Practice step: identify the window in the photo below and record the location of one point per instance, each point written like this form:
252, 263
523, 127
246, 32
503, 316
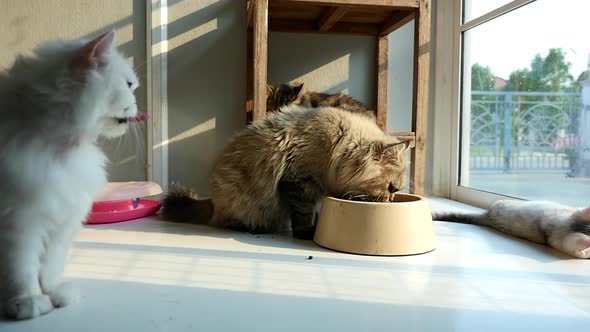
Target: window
523, 111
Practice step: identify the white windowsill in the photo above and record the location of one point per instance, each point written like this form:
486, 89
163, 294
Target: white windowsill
150, 275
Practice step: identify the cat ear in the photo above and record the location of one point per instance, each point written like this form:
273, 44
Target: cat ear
94, 53
392, 149
296, 91
583, 244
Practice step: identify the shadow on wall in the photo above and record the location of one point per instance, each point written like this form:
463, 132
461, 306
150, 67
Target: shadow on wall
206, 84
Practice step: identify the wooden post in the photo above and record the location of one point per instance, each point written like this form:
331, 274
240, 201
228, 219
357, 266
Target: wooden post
249, 64
260, 58
420, 104
382, 70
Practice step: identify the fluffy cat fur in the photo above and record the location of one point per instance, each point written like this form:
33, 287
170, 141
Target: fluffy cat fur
54, 105
563, 228
278, 169
287, 94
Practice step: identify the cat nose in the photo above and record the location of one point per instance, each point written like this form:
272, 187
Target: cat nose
392, 188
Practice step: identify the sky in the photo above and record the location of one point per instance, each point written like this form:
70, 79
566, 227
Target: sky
511, 41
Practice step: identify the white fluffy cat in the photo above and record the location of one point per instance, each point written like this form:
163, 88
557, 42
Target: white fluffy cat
53, 107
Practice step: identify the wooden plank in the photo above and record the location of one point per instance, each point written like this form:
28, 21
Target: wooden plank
396, 21
260, 59
420, 104
357, 3
250, 12
311, 27
330, 17
382, 71
249, 75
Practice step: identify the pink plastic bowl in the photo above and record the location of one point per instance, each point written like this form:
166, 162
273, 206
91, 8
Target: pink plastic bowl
116, 211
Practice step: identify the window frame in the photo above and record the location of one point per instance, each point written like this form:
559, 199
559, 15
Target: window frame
448, 74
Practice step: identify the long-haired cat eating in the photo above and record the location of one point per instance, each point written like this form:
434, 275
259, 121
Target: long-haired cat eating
54, 105
278, 169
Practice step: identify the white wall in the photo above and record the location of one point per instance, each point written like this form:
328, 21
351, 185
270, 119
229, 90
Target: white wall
207, 70
27, 23
206, 84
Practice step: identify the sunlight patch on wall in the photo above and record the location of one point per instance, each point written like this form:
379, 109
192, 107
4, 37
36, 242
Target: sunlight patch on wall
185, 37
332, 73
199, 129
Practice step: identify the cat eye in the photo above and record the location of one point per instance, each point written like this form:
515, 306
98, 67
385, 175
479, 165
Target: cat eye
391, 188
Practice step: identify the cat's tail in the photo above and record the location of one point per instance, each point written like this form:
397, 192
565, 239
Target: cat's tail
183, 205
460, 217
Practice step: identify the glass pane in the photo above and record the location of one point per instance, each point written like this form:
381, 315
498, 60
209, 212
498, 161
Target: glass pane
476, 8
526, 104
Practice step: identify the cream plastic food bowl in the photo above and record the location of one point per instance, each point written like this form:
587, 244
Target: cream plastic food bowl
401, 227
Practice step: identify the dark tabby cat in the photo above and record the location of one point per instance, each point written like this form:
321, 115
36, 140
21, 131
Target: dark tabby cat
286, 94
280, 167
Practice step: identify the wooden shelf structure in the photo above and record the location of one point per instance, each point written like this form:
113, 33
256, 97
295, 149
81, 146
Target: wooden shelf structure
354, 17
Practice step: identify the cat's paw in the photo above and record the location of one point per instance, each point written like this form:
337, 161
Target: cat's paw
27, 307
582, 253
64, 294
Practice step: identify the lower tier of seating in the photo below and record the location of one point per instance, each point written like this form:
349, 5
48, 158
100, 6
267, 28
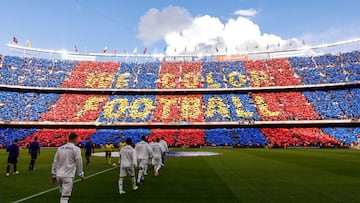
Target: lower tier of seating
238, 137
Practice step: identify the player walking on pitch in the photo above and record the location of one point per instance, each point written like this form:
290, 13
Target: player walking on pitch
127, 165
158, 150
143, 152
34, 151
13, 157
66, 162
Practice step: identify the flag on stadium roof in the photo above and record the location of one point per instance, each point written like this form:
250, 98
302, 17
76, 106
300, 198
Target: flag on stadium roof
15, 40
28, 43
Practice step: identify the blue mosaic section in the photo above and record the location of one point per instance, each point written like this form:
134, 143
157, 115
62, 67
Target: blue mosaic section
17, 106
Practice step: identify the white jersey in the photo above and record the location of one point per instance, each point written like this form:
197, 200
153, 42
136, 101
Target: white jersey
143, 150
164, 145
67, 161
127, 157
157, 149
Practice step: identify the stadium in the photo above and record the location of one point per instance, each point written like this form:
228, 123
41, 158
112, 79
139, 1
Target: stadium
268, 124
278, 101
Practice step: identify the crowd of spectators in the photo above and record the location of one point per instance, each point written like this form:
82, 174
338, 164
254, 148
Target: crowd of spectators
223, 107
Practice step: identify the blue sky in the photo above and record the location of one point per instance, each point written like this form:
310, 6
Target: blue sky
179, 25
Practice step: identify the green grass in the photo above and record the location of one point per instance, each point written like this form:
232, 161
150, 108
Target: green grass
237, 175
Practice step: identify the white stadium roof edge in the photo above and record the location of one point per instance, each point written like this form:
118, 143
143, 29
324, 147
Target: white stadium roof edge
260, 54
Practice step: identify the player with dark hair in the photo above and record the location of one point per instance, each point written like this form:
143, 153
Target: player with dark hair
163, 143
13, 157
109, 147
89, 148
34, 151
67, 162
158, 150
127, 165
143, 152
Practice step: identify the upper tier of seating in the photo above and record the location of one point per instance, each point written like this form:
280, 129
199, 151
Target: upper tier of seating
155, 75
308, 104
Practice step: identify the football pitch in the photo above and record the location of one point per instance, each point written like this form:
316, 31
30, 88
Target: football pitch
235, 175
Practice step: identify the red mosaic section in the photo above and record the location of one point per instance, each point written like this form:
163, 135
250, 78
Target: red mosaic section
283, 105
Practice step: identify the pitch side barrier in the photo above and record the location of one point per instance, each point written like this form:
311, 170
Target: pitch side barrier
179, 91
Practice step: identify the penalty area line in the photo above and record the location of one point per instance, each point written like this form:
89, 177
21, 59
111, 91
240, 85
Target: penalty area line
56, 188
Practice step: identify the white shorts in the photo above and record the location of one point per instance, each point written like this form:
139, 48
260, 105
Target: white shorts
156, 161
127, 170
65, 185
142, 163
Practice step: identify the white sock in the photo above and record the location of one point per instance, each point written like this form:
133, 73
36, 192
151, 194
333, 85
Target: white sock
120, 183
145, 170
64, 199
140, 174
133, 180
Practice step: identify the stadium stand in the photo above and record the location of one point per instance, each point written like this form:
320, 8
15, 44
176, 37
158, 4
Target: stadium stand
191, 104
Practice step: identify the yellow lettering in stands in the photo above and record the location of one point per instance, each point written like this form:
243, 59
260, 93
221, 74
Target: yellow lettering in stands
239, 109
167, 80
100, 80
91, 104
167, 106
191, 80
122, 80
259, 101
190, 108
216, 106
115, 108
210, 81
236, 79
135, 107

TASK BRIEF: Which lines of the records above contain the word "below"? Report each one in full.

SOLUTION:
Practice step: identify the window in the photo below and record the location of one point per instance, each point written like this form:
Practice step: identify the lower tier of seating in the photo below and record the location of one point per instance, each point written like this form:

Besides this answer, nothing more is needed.